Accord's other role in the game is to sell weapons. Another series tradition running back to DoD1 is the 'Weapon Stories'. In each game, you can collect weapons, which can be upgraded through a series of four stages. Each stage unlocks another part of a story. These stories tend to be quite brief - each entry is at most a short paragraph. They also, particularly in the DoD games, tend to be comically grimdark.
DoD 3 came out after NieR Replicant/Gestalt, but in every game since then, there have been cryptic mentions of Accord. In Automata she's mentioned in a note as a weapons seller; in the updated version of Replicant she is mentioned as visiting Nier's village while the party is away on her adventures, and you see a documention that mentions the 'Accord Corporation' supplying magic weapons.
OK, so, put a pin in that, we'll come back to her later.
The side material commits further to the branching idea. The original Drakengard is established to follow from the DoD3 Story Side novel, while Branch A gives rise to the Shi ni Itaru Aka manga and the DoD 1.3 novel. The YoRHa stage plays spawned alternative versions, namely YoRHa version 1.3a and Shōjo YoRha version 1.1a, with the gender of the casts flipped. YoRHa 1.3a also has Accord in it. The anime NieR Automata ver. 1.1a also presents an increasingly diverging version of the events of the game - notably, Adam turns into a multi-armed monster.
DoD2, something of the black sheep of the franchise, was originally written to follow DoD1 ending A; later it was retconned to belong to its own branch. Just 'cause.
With me so far? ...no? Yeah, that's fair. You can read about all the details I've gathered so far here, but in short, there are lots of timeline branches, and multiple versions of several stories with small or large divergences.
Reincarnation
NieR Re[in]carnation is a gacha game that's been running for the last three years, and is going to be shut down at the end of April. At the time it came out, it was acknowledge for having unusually nice graphics for a mobile game, but rather desultory, grindy, repetitive gameplay. Which remained true throughout the game's life, so I can't exactly recommend playing Reincarnation, especially at this point.

+++++

Complete the following
a. Answer these questions about the text on the Drakengard and NieR series:
(i) Through how many stages can a collected weapon be upgraded?
(ii) How is Accord mentioned in Automata?
(iii) When is NieR Re[in]carnation going to be shut down?
b. Retype the part of the text on the Drakengard and NieR series that opens with the words "With me so far?" and closes with "at this point.".

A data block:
+++++

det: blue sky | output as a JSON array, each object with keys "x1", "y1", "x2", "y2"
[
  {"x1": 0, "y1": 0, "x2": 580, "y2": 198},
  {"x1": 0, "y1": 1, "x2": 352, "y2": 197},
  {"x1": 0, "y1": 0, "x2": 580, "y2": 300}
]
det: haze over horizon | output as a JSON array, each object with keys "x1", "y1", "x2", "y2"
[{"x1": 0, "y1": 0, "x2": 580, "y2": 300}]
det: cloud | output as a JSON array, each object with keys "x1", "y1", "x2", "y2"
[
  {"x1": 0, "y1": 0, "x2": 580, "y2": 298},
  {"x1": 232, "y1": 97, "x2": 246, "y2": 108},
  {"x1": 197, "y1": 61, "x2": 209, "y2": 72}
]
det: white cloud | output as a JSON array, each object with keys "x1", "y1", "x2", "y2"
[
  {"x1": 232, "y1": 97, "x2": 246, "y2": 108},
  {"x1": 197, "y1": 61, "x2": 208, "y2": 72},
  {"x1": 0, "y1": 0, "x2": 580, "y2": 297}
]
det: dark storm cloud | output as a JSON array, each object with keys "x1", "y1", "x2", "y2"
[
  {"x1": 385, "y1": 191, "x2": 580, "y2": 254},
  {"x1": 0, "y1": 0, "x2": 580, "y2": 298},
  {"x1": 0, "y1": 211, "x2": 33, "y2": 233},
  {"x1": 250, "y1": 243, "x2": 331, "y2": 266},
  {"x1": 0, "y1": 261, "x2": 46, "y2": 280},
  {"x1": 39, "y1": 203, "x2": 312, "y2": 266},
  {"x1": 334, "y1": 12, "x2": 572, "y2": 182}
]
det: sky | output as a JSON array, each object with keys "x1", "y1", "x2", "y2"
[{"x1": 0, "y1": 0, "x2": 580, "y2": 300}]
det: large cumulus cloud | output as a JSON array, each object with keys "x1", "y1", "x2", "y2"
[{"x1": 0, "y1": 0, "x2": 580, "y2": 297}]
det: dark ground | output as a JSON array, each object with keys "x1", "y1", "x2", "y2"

+++++

Worked solutions
a.
(i) Four stages.
(ii) In a note, as a weapons seller.
(iii) At the end of April.

b.
With me so far? ...no? Yeah, that's fair. You can read about all the details I've gathered so far here, but in short, there are lots of timeline branches, and multiple versions of several stories with small or large divergences.
Reincarnation
NieR Re[in]carnation is a gacha game that's been running for the last three years, and is going to be shut down at the end of April. At the time it came out, it was acknowledge for having unusually nice graphics for a mobile game, but rather desultory, grindy, repetitive gameplay. Which remained true throughout the game's life, so I can't exactly recommend playing Reincarnation, especially at this point.